_ACTIVITY_: Give an exact transcription limited to the lines from the one with "In this picture, where can the speckled" through the end of the entries, including both; no pictures belong in it.

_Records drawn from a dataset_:
===============

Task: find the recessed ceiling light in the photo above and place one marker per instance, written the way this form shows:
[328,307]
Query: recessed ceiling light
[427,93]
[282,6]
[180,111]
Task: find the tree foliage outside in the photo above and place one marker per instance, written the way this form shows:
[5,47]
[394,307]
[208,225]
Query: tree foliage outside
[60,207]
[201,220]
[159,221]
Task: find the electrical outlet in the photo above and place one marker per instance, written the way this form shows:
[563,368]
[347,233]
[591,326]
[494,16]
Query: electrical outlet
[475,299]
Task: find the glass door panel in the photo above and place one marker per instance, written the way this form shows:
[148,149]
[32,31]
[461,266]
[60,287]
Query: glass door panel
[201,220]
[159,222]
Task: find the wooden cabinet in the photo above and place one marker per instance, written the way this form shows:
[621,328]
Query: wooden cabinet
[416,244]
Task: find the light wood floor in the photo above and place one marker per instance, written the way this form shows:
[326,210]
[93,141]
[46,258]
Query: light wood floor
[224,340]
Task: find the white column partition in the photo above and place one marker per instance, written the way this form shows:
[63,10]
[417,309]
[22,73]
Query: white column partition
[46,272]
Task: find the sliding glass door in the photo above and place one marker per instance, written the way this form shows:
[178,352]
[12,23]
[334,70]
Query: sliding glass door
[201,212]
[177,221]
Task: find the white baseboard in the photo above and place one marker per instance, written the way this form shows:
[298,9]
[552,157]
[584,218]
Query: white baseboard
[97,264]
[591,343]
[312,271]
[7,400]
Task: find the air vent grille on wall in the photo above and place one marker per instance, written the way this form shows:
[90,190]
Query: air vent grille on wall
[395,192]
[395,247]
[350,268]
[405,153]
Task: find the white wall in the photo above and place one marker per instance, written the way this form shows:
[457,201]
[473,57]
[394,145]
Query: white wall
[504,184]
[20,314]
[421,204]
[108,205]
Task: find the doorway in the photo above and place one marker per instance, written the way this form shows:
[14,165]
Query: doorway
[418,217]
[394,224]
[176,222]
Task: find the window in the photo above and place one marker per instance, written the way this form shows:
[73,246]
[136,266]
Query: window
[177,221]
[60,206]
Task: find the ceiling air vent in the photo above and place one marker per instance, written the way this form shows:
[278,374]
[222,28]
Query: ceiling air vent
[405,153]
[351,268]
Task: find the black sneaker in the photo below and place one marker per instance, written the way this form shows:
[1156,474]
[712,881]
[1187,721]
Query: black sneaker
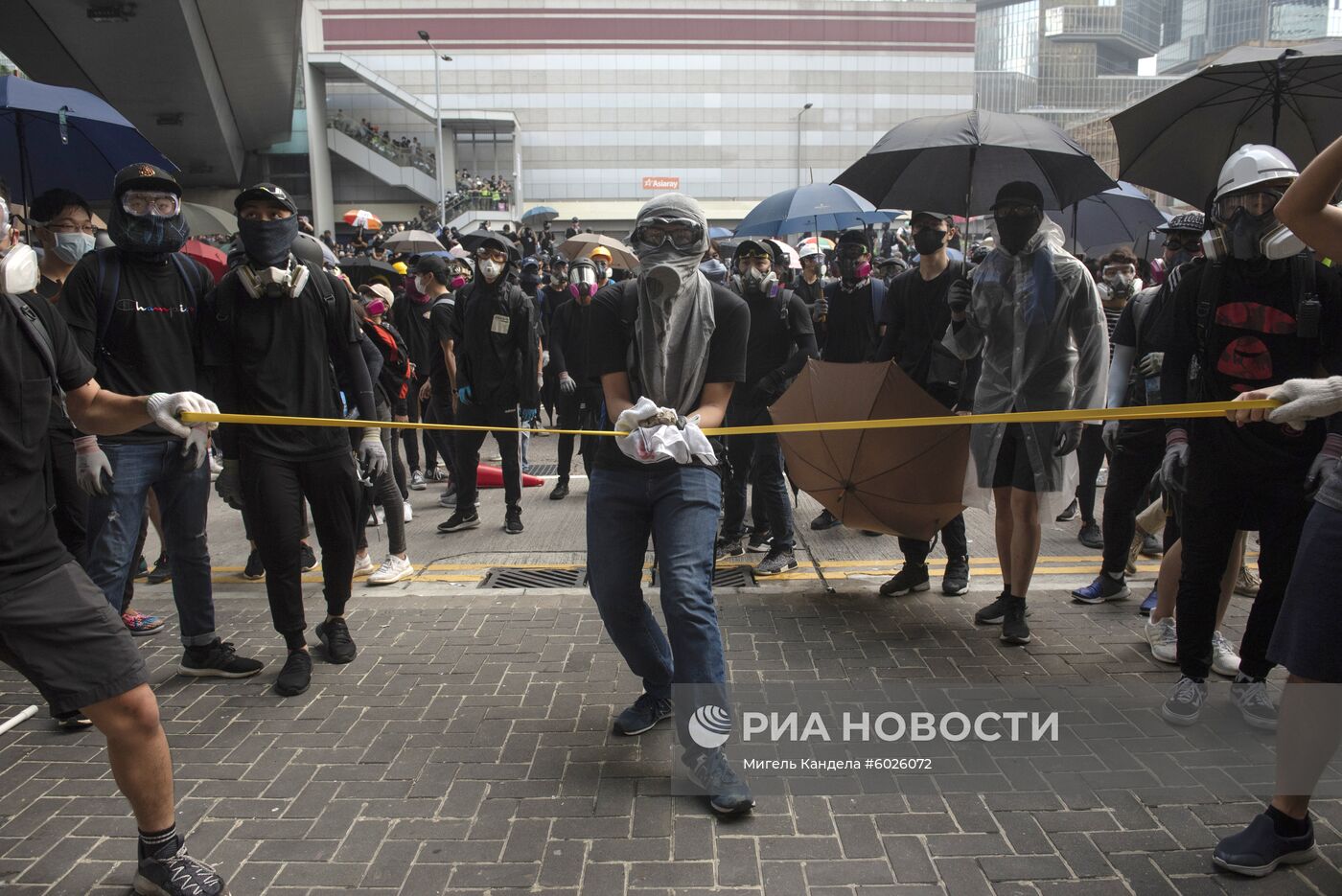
[1091,537]
[643,715]
[1259,849]
[161,571]
[824,520]
[335,636]
[1015,631]
[758,542]
[956,581]
[172,872]
[913,577]
[297,674]
[219,660]
[255,569]
[778,560]
[710,771]
[459,520]
[309,557]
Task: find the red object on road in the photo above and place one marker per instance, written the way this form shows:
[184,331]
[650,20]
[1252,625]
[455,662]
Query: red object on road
[489,476]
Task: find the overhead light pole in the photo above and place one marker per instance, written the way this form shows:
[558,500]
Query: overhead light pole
[804,109]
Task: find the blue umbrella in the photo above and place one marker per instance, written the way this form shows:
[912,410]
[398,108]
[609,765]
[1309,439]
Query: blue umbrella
[64,137]
[815,207]
[539,215]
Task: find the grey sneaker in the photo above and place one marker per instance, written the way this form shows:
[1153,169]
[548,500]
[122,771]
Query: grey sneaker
[1185,701]
[1255,703]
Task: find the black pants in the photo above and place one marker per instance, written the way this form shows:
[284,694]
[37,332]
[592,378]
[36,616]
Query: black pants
[1137,459]
[274,491]
[469,453]
[577,409]
[1090,456]
[1228,490]
[953,540]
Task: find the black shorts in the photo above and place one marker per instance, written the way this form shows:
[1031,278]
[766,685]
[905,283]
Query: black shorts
[1013,469]
[60,633]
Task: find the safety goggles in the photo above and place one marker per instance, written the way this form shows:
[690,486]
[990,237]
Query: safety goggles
[150,203]
[1258,204]
[681,231]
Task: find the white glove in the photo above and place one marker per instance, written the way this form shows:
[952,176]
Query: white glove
[371,453]
[91,464]
[1305,400]
[163,409]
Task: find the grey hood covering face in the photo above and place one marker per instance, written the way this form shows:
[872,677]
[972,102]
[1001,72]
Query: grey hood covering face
[675,310]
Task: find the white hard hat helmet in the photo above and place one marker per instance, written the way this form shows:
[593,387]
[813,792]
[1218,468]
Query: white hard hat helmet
[1254,164]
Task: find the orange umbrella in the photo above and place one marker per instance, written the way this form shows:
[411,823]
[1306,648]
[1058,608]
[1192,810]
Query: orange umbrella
[364,218]
[899,482]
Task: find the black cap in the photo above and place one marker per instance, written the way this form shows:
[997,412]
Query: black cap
[1019,194]
[266,194]
[145,176]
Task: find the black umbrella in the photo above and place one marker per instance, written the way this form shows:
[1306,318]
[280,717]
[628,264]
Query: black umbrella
[959,163]
[1177,140]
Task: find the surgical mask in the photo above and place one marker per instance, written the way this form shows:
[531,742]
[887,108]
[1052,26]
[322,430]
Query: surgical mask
[71,247]
[19,270]
[929,241]
[267,243]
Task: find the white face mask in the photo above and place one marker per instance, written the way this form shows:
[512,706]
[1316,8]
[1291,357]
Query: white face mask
[19,270]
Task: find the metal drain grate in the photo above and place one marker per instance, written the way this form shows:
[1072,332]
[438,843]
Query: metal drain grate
[536,577]
[727,577]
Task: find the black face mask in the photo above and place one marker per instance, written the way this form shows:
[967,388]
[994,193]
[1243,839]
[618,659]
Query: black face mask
[929,241]
[1015,232]
[267,243]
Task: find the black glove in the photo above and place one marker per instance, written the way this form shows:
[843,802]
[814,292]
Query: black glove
[1067,439]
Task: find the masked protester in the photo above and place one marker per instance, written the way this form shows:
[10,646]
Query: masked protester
[780,342]
[59,631]
[914,322]
[1255,311]
[1033,314]
[579,392]
[497,348]
[845,317]
[668,346]
[133,309]
[281,338]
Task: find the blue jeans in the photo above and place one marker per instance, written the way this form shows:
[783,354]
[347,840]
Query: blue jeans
[678,506]
[113,527]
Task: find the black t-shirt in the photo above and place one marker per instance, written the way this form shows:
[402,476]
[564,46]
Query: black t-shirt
[151,338]
[29,543]
[613,326]
[274,357]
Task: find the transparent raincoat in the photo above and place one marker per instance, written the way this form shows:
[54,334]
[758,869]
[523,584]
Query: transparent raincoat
[1036,319]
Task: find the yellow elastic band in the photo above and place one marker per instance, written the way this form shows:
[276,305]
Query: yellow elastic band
[1151,412]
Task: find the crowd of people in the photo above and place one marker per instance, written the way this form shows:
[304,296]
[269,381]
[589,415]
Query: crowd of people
[127,337]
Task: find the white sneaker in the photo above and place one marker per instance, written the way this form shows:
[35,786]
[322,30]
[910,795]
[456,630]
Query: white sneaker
[393,569]
[1224,658]
[1164,640]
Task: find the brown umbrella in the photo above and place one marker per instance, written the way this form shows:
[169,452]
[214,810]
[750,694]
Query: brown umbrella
[902,482]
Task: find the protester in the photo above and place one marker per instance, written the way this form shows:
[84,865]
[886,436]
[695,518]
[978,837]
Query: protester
[1035,315]
[780,342]
[281,338]
[1247,319]
[914,321]
[57,628]
[688,379]
[497,376]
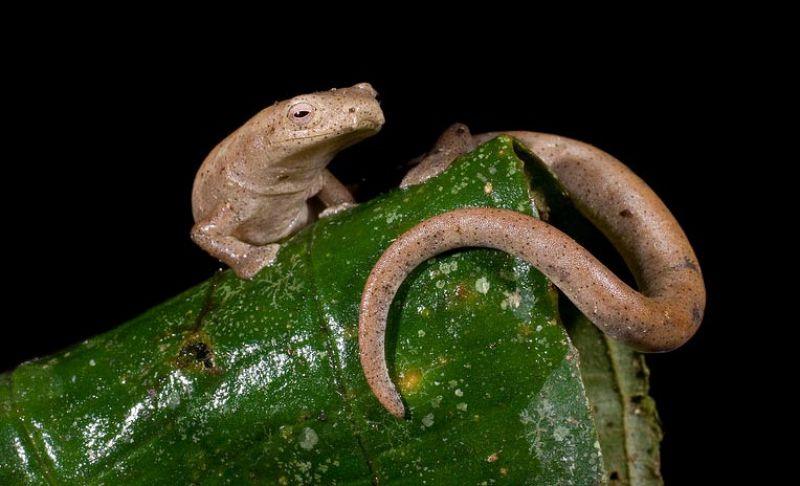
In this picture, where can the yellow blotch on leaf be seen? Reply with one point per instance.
(410, 380)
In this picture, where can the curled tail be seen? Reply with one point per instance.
(662, 317)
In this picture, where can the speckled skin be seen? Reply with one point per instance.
(663, 316)
(253, 188)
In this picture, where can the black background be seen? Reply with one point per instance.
(105, 149)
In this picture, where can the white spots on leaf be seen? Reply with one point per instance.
(482, 285)
(512, 299)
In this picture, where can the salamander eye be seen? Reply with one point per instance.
(301, 113)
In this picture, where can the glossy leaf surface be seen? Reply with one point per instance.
(259, 382)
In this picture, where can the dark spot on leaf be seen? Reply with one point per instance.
(196, 353)
(697, 316)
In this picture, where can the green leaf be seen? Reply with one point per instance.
(259, 381)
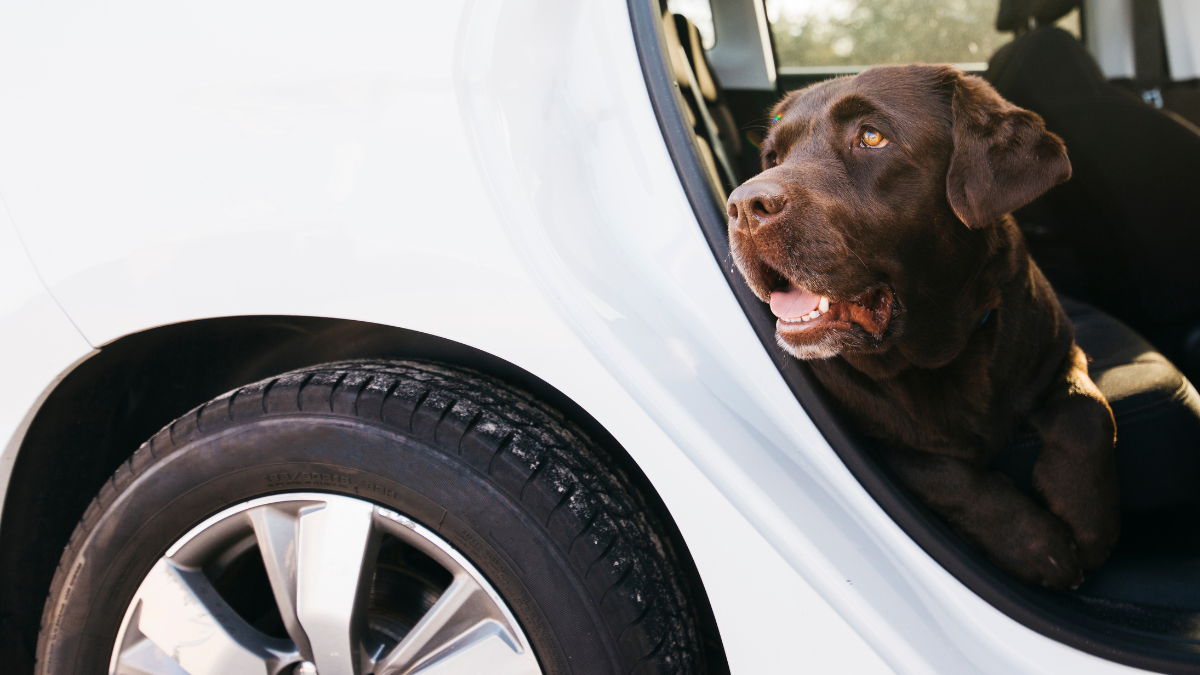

===============

_RESULT FOR THIS EXERCISE_:
In this picture, where can the speckled skin be seen? Reply with one point per instance.
(663, 316)
(253, 188)
In this picture, where can the black background be seen? Reply with one point per instance.
(105, 149)
In this picture, where can the white spots on leaf be seen? Reply with one point per instance.
(482, 285)
(512, 299)
In this picture, where can the salamander eye be seen? Reply with one point per instance.
(301, 113)
In this picture, where can the glossy leaf surface be seen? Reply with one point per instance.
(259, 382)
In this picture, where can the dark spot on leaf be seen? Reply with one point per instance.
(196, 353)
(697, 316)
In this picture, where can the green leaf be seen? Reply with one point per instance.
(259, 381)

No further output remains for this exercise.